→ **EXERCISE DIRECTIONS**: Report every line of the material below that contains the string "coordinates", matching case exactly.

→ **RECORDS FOR THE TASK**:
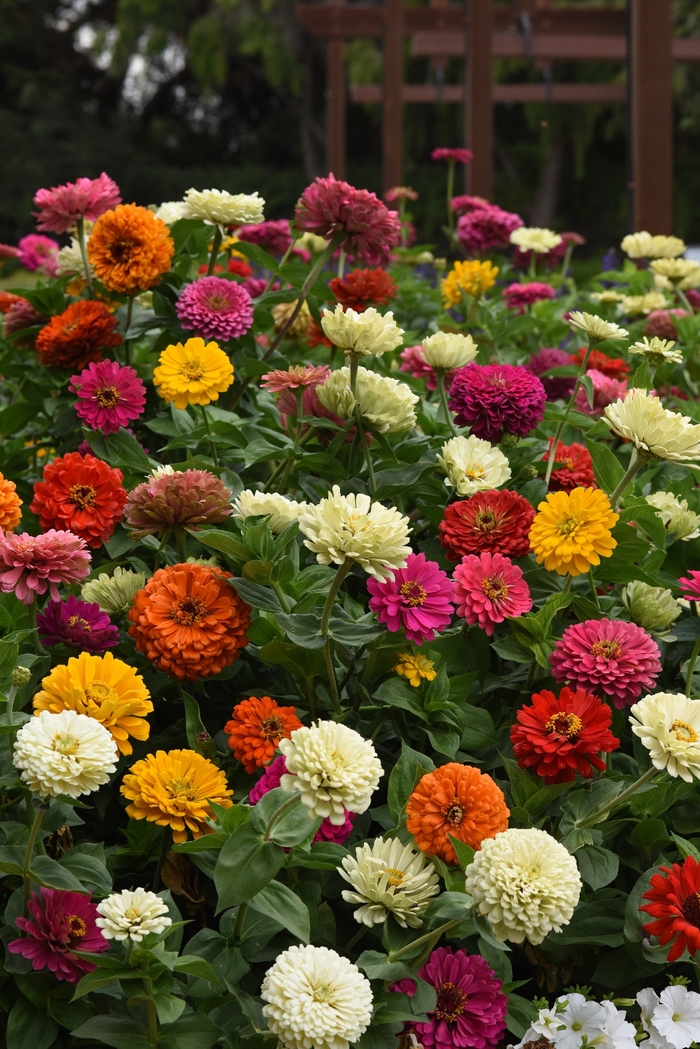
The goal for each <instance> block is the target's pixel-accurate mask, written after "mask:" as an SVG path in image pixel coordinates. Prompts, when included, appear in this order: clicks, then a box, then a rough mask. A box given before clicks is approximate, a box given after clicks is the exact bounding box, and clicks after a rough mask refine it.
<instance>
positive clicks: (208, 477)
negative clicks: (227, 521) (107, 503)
mask: <svg viewBox="0 0 700 1049" xmlns="http://www.w3.org/2000/svg"><path fill="white" fill-rule="evenodd" d="M231 499H232V495H231V492H230V491H229V489H228V488H227V487H226V485H225V484H224V483H222V481H220V480H219V479H218V477H216V476H215V475H214V474H213V473H210V472H209V470H182V471H181V470H176V471H175V472H174V473H168V474H163V475H162V476H160V477H149V478H148V480H144V481H142V484H141V485H136V487H135V488H134V489H132V490H131V491H130V492H129V495H128V498H127V500H126V507H125V508H124V516H125V517H126V520H127V522H128V525H129V526H130V528H131V530H132V531H131V537H132V538H133V539H143V537H144V536H145V535H160V536H163V535H164V534H165V533H166V531H168V530H169V529H187V530H188V531H197V529H198V528H200V527H201V526H203V525H204V526H205V527H209V526H211V525H218V523H220V521H224V520H226V518H227V517H230V516H231V513H232V510H231Z"/></svg>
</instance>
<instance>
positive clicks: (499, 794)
mask: <svg viewBox="0 0 700 1049" xmlns="http://www.w3.org/2000/svg"><path fill="white" fill-rule="evenodd" d="M406 815H407V820H406V830H407V831H408V832H409V833H410V834H412V835H413V838H415V839H416V844H417V845H418V848H419V849H420V850H421V851H422V852H424V853H427V855H428V856H439V857H440V859H443V860H444V861H445V862H446V863H454V864H457V863H458V862H459V861H458V858H457V853H455V852H454V849H453V847H452V843H451V841H450V836H451V837H453V838H457V839H458V840H459V841H464V843H465V844H467V845H469V847H470V848H471V849H480V848H481V845H482V842H483V841H484V840H485V839H486V838H492V837H493V836H494V834H499V833H500V832H501V831H505V830H506V828H507V827H508V816H509V815H510V812H509V811H508V807H507V806H506V800H505V798H504V794H503V791H502V790H501V788H500V787H499V786H496V784H495V783H494V782H493V779H491V777H490V776H489V775H487V774H486V773H485V772H480V770H479V769H475V768H473V767H472V766H471V765H459V764H458V763H457V762H448V764H447V765H443V766H441V768H439V769H436V771H434V772H428V773H426V774H425V775H424V776H423V777H422V778H421V779H420V782H419V784H418V786H417V787H416V789H415V790H413V792H412V794H411V795H410V797H409V798H408V801H407V802H406Z"/></svg>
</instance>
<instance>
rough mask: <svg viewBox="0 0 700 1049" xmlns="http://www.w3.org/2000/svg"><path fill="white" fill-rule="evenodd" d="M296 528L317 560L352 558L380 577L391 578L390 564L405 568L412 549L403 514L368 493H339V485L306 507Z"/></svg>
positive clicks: (338, 559) (395, 565)
mask: <svg viewBox="0 0 700 1049" xmlns="http://www.w3.org/2000/svg"><path fill="white" fill-rule="evenodd" d="M299 531H300V532H302V533H303V535H305V536H306V538H305V539H304V547H306V548H307V549H309V550H311V551H313V552H314V554H316V560H317V561H318V562H319V564H345V562H346V561H356V562H357V563H358V564H360V565H361V566H362V568H363V569H364V571H365V572H367V573H368V574H369V575H370V576H375V578H376V579H380V580H384V579H393V578H394V569H403V568H404V565H405V563H406V557H407V556H408V554H410V547H409V545H408V533H409V531H410V527H409V521H408V518H407V517H404V516H403V514H400V513H399V511H398V510H397V509H396V507H384V506H382V504H381V502H373V501H372V499H370V498H369V496H368V495H356V494H355V493H354V492H351V494H349V495H341V493H340V488H339V487H338V485H334V486H333V491H332V492H328V494H327V495H326V497H325V498H324V499H321V501H320V502H319V504H318V506H311V505H310V506H307V507H306V508H305V510H304V511H303V513H302V514H301V516H300V517H299Z"/></svg>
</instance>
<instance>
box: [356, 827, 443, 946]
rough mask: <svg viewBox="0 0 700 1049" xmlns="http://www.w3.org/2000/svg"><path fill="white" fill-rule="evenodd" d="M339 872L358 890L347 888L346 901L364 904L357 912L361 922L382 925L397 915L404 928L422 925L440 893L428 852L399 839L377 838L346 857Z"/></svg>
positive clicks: (356, 912) (436, 871)
mask: <svg viewBox="0 0 700 1049" xmlns="http://www.w3.org/2000/svg"><path fill="white" fill-rule="evenodd" d="M337 870H338V874H339V875H340V876H341V878H344V879H345V881H349V883H351V885H352V886H353V889H354V890H355V891H354V892H351V891H349V890H347V889H345V890H344V891H343V899H344V900H345V902H346V903H361V904H362V906H360V907H359V908H358V909H357V911H356V912H355V913H354V915H353V917H354V918H355V920H356V921H357V922H360V924H361V925H369V926H372V925H379V924H381V923H382V922H383V921H385V920H386V916H387V914H393V915H394V917H395V918H396V920H397V921H398V923H399V924H400V925H401V927H402V928H406V926H408V925H409V926H410V927H411V928H419V927H420V926H421V925H422V924H423V920H422V918H421V917H420V916H421V915H422V914H423V912H424V911H425V908H426V907H427V905H428V903H429V902H430V897H431V896H437V894H438V893H439V892H440V884H439V881H440V877H439V875H438V872H437V871H436V869H434V866H433V865H432V863H431V862H430V861H429V860H428V858H427V857H426V856H425V854H424V853H422V852H418V850H416V849H413V848H411V845H404V844H403V843H402V842H401V841H400V840H399V838H389V839H388V840H386V841H385V840H384V838H375V840H374V842H373V843H372V844H369V843H368V842H366V841H365V843H364V844H362V845H358V847H357V849H356V850H355V855H354V856H345V858H344V859H343V861H342V868H340V866H339V868H338V869H337Z"/></svg>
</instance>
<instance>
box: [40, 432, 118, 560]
mask: <svg viewBox="0 0 700 1049" xmlns="http://www.w3.org/2000/svg"><path fill="white" fill-rule="evenodd" d="M122 480H123V475H122V471H121V470H118V469H115V468H112V467H110V466H107V464H106V463H103V462H102V459H99V458H96V457H94V455H85V456H83V455H81V454H80V452H68V454H67V455H62V456H59V457H58V458H56V459H54V462H52V463H49V464H48V466H46V467H44V479H43V480H38V481H37V484H36V485H35V486H34V499H33V500H31V505H30V506H29V510H30V511H31V512H33V513H35V514H38V515H39V519H40V523H41V527H42V529H43V530H44V531H46V529H50V528H56V529H65V530H67V531H68V532H72V534H73V535H78V536H80V538H81V539H84V540H85V542H86V543H87V544H88V547H92V548H93V549H96V550H97V548H98V547H101V545H102V543H103V541H104V540H105V539H108V538H109V537H110V535H111V534H112V533H113V531H114V529H115V528H116V525H118V522H119V521H120V520H121V519H122V511H123V510H124V504H125V502H126V491H125V489H124V488H123V487H122Z"/></svg>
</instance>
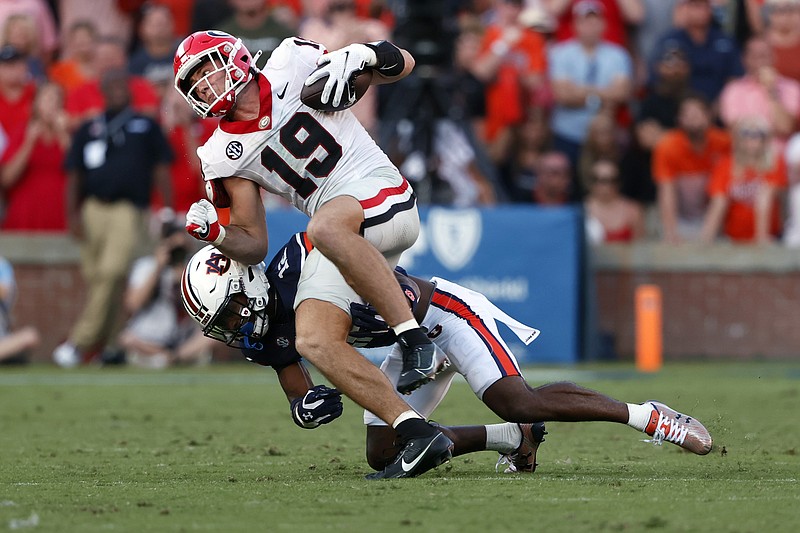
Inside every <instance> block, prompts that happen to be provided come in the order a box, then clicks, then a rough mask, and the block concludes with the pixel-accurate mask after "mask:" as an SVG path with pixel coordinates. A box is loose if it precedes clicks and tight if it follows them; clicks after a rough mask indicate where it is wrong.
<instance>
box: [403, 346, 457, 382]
mask: <svg viewBox="0 0 800 533" xmlns="http://www.w3.org/2000/svg"><path fill="white" fill-rule="evenodd" d="M398 340H399V344H400V349H401V350H402V352H403V370H402V371H401V372H400V377H399V378H398V380H397V391H398V392H399V393H401V394H411V392H412V391H415V390H416V389H418V388H420V387H421V386H423V385H424V384H426V383H428V382H429V381H431V380H432V379H433V378H434V377H435V376H436V372H437V370H438V369H439V367H440V366H441V364H442V363H443V361H445V360H446V357H445V356H444V354H442V353H441V352H440V351H439V350H438V349H437V348H436V346H434V345H433V343H431V342H428V343H426V344H412V345H408V344H406V343H404V342H402V340H401V339H398Z"/></svg>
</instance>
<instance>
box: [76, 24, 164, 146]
mask: <svg viewBox="0 0 800 533" xmlns="http://www.w3.org/2000/svg"><path fill="white" fill-rule="evenodd" d="M95 53H96V56H95V68H96V71H97V72H96V76H97V77H96V78H95V79H92V80H90V81H88V82H86V83H84V84H83V85H81V86H79V87H76V88H75V89H73V90H71V91H69V92H68V93H67V103H66V110H67V114H68V115H69V126H70V131H74V130H75V129H76V128H77V127H78V125H80V124H81V123H82V122H85V121H87V120H91V119H92V118H94V117H96V116H98V115H100V114H102V113H103V110H104V109H105V98H104V97H103V92H102V91H101V89H100V78H102V77H103V76H104V75H105V74H106V73H107V72H111V71H116V70H120V69H121V70H127V65H128V56H127V53H126V51H125V44H124V43H123V42H122V41H121V40H118V39H114V38H102V39H100V41H99V42H98V43H97V46H96V49H95ZM128 88H129V90H130V93H131V97H132V98H133V102H132V107H133V109H134V110H136V111H138V112H140V113H142V114H143V115H147V116H149V117H151V118H157V117H158V110H159V100H158V93H156V90H155V89H154V88H153V86H152V84H150V82H148V81H147V80H145V79H144V78H140V77H138V76H130V78H129V80H128Z"/></svg>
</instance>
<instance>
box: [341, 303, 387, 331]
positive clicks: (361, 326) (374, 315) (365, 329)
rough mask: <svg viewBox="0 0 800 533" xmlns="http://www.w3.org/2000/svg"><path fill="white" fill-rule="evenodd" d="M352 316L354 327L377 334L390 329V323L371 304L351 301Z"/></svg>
mask: <svg viewBox="0 0 800 533" xmlns="http://www.w3.org/2000/svg"><path fill="white" fill-rule="evenodd" d="M350 316H351V317H352V319H353V329H357V330H360V331H369V332H371V333H375V334H380V333H386V332H388V331H389V325H388V324H387V323H386V322H385V321H384V320H383V318H382V317H381V315H379V314H378V311H376V310H375V308H374V307H372V306H371V305H364V304H358V303H351V304H350Z"/></svg>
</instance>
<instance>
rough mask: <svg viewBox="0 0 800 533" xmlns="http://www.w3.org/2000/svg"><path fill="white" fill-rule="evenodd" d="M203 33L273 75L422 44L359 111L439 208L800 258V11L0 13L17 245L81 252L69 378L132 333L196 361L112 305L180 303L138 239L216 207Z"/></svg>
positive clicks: (331, 4)
mask: <svg viewBox="0 0 800 533" xmlns="http://www.w3.org/2000/svg"><path fill="white" fill-rule="evenodd" d="M200 29H219V30H223V31H226V32H228V33H231V34H233V35H235V36H237V37H241V38H242V40H243V41H244V43H245V45H246V46H247V48H248V49H249V50H251V51H255V50H262V51H263V52H264V53H263V55H262V56H261V59H260V60H259V65H261V66H263V64H264V63H265V62H266V61H267V59H268V58H269V56H270V53H271V51H272V50H274V49H275V48H276V47H277V46H278V44H279V43H280V42H281V40H283V39H284V38H286V37H289V36H293V35H298V36H301V37H304V38H307V39H311V40H315V41H318V42H321V43H322V44H324V45H325V46H326V47H328V48H329V49H336V48H339V47H342V46H344V45H345V44H348V43H351V42H368V41H376V40H381V39H390V40H392V41H393V42H395V43H397V44H398V45H399V46H402V47H404V48H406V49H408V50H409V51H410V52H411V53H412V54H413V55H414V56H415V58H416V61H417V67H416V68H415V71H414V73H413V74H412V75H411V76H409V77H408V78H406V79H404V80H402V81H401V82H399V83H396V84H390V85H384V86H380V87H375V88H373V89H372V90H370V91H369V92H368V93H367V94H366V95H365V97H364V98H363V99H362V100H361V101H359V102H358V104H357V105H356V106H355V107H354V108H353V111H354V112H355V113H356V114H357V116H358V117H359V119H360V120H361V122H362V123H363V124H364V126H365V127H366V128H367V129H368V130H369V131H370V132H371V133H372V134H373V136H374V137H375V138H376V139H378V140H379V143H380V144H381V146H382V147H383V148H384V150H385V151H386V152H387V153H388V154H389V155H390V157H391V158H392V160H393V161H395V163H396V164H397V165H398V167H399V168H400V169H401V171H402V172H403V173H404V175H405V176H406V177H408V179H410V180H412V181H413V183H414V186H415V190H416V191H417V193H418V196H419V199H420V201H421V202H422V203H429V204H439V205H453V206H457V207H469V206H481V205H483V206H488V205H497V204H507V203H528V204H538V205H542V206H550V205H569V204H573V205H579V206H583V207H584V209H585V213H586V220H587V235H588V236H589V238H590V239H591V240H592V241H594V242H631V241H634V240H637V239H643V238H649V239H657V240H663V241H665V242H668V243H678V242H691V241H697V242H702V243H710V242H713V241H717V240H728V241H734V242H740V243H757V244H761V243H769V242H778V243H784V244H785V245H787V246H800V134H798V131H800V123H798V119H800V0H471V1H470V0H461V1H459V0H424V1H423V0H158V1H143V0H49V1H47V0H3V1H2V2H0V232H12V231H14V232H35V231H38V232H64V233H67V232H69V233H71V234H72V235H73V236H75V237H76V238H77V239H79V241H80V242H81V247H82V249H81V255H82V264H83V273H84V277H85V278H86V279H87V281H89V282H91V283H90V290H89V302H88V303H87V309H86V310H84V313H83V314H82V315H81V316H80V317H79V318H78V321H77V324H76V328H75V330H74V331H73V333H72V335H71V338H70V340H68V341H67V342H66V343H65V344H64V345H62V346H61V347H59V348H61V349H62V350H61V352H60V357H61V358H62V360H63V361H64V362H65V363H66V364H65V366H69V365H70V364H73V363H75V362H76V361H80V360H82V359H85V358H86V357H87V352H91V351H92V350H96V349H97V347H98V346H101V347H102V346H103V345H104V344H103V343H104V342H106V341H107V339H110V338H114V339H116V338H118V337H119V338H120V339H121V341H119V342H118V343H116V345H115V346H117V347H120V345H121V344H123V345H124V346H121V348H120V349H122V348H124V349H127V350H133V351H135V352H136V353H143V354H146V355H148V356H151V355H154V354H155V355H158V356H159V357H160V359H159V361H163V362H164V364H168V362H174V361H176V360H180V359H181V357H182V356H181V353H182V352H181V350H180V345H181V343H182V342H184V341H186V340H187V339H186V338H181V339H172V338H171V339H166V338H162V339H159V340H158V342H157V343H156V341H155V340H153V339H142V338H139V337H137V336H136V332H137V331H143V330H148V329H152V328H141V327H138V326H137V325H136V323H134V324H133V325H129V326H128V327H127V329H126V330H125V331H124V332H123V334H122V335H120V336H118V335H117V332H116V330H115V329H114V328H115V326H114V316H111V317H109V316H107V315H108V314H109V313H105V310H107V309H109V308H112V309H117V310H120V311H121V310H127V311H128V314H129V315H130V314H133V315H135V314H136V313H137V312H139V311H141V310H142V309H143V308H144V307H147V306H149V305H151V304H153V303H154V302H155V301H156V300H157V299H158V297H157V293H158V290H159V287H162V286H163V287H164V290H165V291H169V290H173V291H176V289H175V286H176V285H175V279H176V276H177V274H176V273H175V272H173V270H174V269H172V268H171V266H172V265H174V258H175V257H177V256H178V255H179V254H180V253H184V252H175V251H174V249H175V248H181V247H185V246H191V245H190V244H186V243H180V242H178V241H176V240H175V239H174V238H173V237H170V240H169V242H168V243H166V242H161V244H160V248H159V249H157V250H156V252H155V254H154V255H153V256H151V257H150V259H149V260H148V261H147V262H146V264H144V266H142V265H139V267H138V268H133V269H132V266H133V261H134V259H135V257H136V249H137V248H136V247H137V244H139V243H137V242H135V239H133V240H132V241H131V242H128V241H126V240H125V239H119V236H120V235H124V234H126V233H127V232H131V229H130V228H132V227H135V226H136V225H142V224H146V222H143V219H142V218H141V215H142V214H144V216H145V217H146V216H147V215H148V214H151V215H152V214H158V217H151V218H157V219H158V220H159V221H160V222H159V223H158V224H150V225H149V226H150V227H152V228H155V232H156V233H158V232H159V231H162V230H163V227H164V224H173V223H177V224H178V225H179V226H180V224H181V222H180V220H181V214H182V213H185V211H186V210H187V209H188V208H189V206H190V205H191V203H192V202H194V201H196V200H197V199H199V198H201V197H204V196H205V192H204V185H203V181H202V178H201V176H200V169H199V161H198V159H197V157H196V154H195V149H196V148H197V147H198V146H200V145H201V144H202V143H203V142H204V141H205V140H206V139H207V138H208V137H209V136H210V135H211V133H212V132H213V129H214V128H215V126H216V124H215V123H214V121H213V120H208V119H207V120H200V119H199V118H197V117H196V116H194V114H193V113H192V111H191V110H190V109H189V107H188V106H187V105H186V103H185V102H184V101H183V100H181V99H180V96H179V95H178V94H177V92H176V91H174V90H172V87H171V85H172V80H173V71H172V61H173V54H174V51H175V48H176V46H177V43H178V42H180V40H181V39H182V38H183V37H185V36H186V35H188V34H189V33H191V32H193V31H196V30H200ZM265 202H268V203H269V205H268V207H270V208H272V207H279V206H280V204H279V200H276V199H275V197H270V198H265ZM165 221H166V222H165ZM98 228H99V229H98ZM132 233H133V234H137V232H136V231H133V232H132ZM139 233H140V232H139ZM170 235H171V233H170ZM156 238H158V236H157V235H156ZM112 242H113V245H112V244H111V243H112ZM169 243H171V244H169ZM131 272H133V274H130V273H131ZM170 284H171V285H170ZM126 286H127V287H128V294H127V295H125V287H126ZM143 286H144V287H146V288H148V291H147V294H146V297H143V296H142V295H141V294H139V295H138V296H137V294H138V293H137V292H136V290H137V289H136V288H137V287H139V288H140V289H141V287H143ZM170 287H171V289H170ZM131 294H133V296H131ZM176 294H177V293H176ZM176 294H173V295H172V296H171V298H172V300H175V299H176V298H177V296H176ZM123 304H124V305H123ZM174 304H175V302H174V301H172V302H171V303H170V302H166V303H164V304H163V306H162V307H163V309H162V311H164V312H166V311H165V310H167V309H169V308H170V306H172V307H175V305H174ZM113 314H114V313H111V315H113ZM174 318H175V317H173V319H174ZM141 320H144V319H141ZM164 320H167V319H164V318H161V319H155V321H156V322H161V323H163V322H164ZM170 320H172V319H170ZM142 323H144V322H142ZM187 338H188V337H187ZM28 340H30V339H28ZM193 341H194V340H193V339H192V342H193ZM153 343H156V344H155V345H154V344H153ZM201 351H203V350H201ZM194 352H197V349H194ZM57 359H58V357H57ZM149 360H153V359H152V358H150V359H149ZM159 364H161V363H159Z"/></svg>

→ **ANSWER FOR THE TASK**:
The goal for each <instance> block is the target's pixel-accurate mask, written after "mask:" as an SVG path in image pixel coordinates. Prompts, when included, appear in this order: clicks, then a box, then a rough mask. A box given before clicks is approximate, a box given after clicks is the exact bounding box, and clicks after a rough mask refine it.
Inside every <instance> block, prompts that happen to be provided come in the order a box, then clicks, then a rough mask, and the block concludes with the pixel-accurate mask after "mask:" as an SVG path with pixel coordinates. A box is loose if it precedes clicks and tight if it follows them; clicks after a rough mask indicate where it is wrong.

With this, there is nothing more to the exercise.